[Consigne donnée A] Indiquez si chacune des affirmations suivantes concorde avec l'extrait sur les colonies de Cisjordanie, en répondant par oui ou par non et en citant les mots décisifs du texte. (i) Les attaques ont été multipliées par quatre depuis 2007. (ii) Le nombre des colons sur les terres de Cisjordanie a doublé. (iii) Les larges routes construites pour accéder aux colonies sont interdites aux voitures palestiniennes.
[Consigne donnée B] Recopiez, dans l'extrait sur les colonies de Cisjordanie, le passage qui s'ouvre sur les mots contenant « Ce sont ces » et se clôt sur « passer sous silence. ».

[Extrait du document]
□ □ □ □ □

Et puis la répétition intrigue.
Il ne s’agit pas d’un incident isolé ici ou là. C’est un phénomène massif et quotidien. Des centaines d’attaques par an. Multipliées par quatre depuis 2007. Comme a été multiplié par trois le nombre des colons sur les terres de Cisjordanie. Précisément là où devrait être créé le futur état palestinien.
Ce sont ces clips video énigmatiques qui m’ont donné envie de voir ce qui se passait sur le terrain. Comprendre comment des centaines d’incidents avaient pu passer sous silence.
J’ai voyagé le long des colonies de la ligne de front. En territoire palestinien
Nous sommes allés de découverte en découverte.
La plus importante : les colons radicaux ont probablement rendu impossible l’existence d’un état palestinien. Ils ont redessiné les frontières sur le terrain. De plus en plus virtuelle, de plus en plus morcelée, la Palestine est étranglée. Il n’en reste presque rien. Ses dernières enclaves de territoires sont encerclées par des implantations israéliennes et des zones de sécurité.
L’occupation c’est aussi deux réseaux de routes superposés.
Pour accéder à leurs colonies, les israéliens ont construit de larges routes. Celles-ci sont librement accessibles aux voitures palestiniennes.

□ □ □ □ □

[Données brutes]

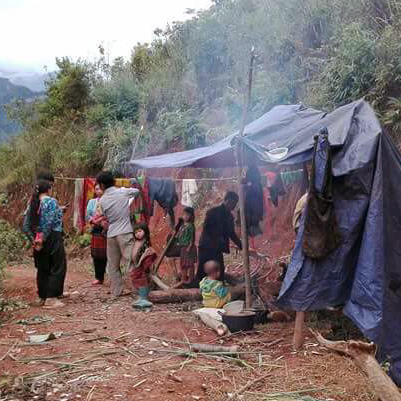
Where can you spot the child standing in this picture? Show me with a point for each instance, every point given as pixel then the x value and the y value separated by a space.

□ □ □ □ □

[Réponse complète A]
(i) Oui : « Multipliées par quatre depuis 2007. »
(ii) Non : « Comme a été multiplié par trois le nombre des colons sur les terres de Cisjordanie. »
(iii) Non : « Celles-ci sont librement accessibles aux voitures palestiniennes. »

[Réponse complète B]
Ce sont ces clips video énigmatiques qui m’ont donné envie de voir ce qui se passait sur le terrain. Comprendre comment des centaines d’incidents avaient pu passer sous silence.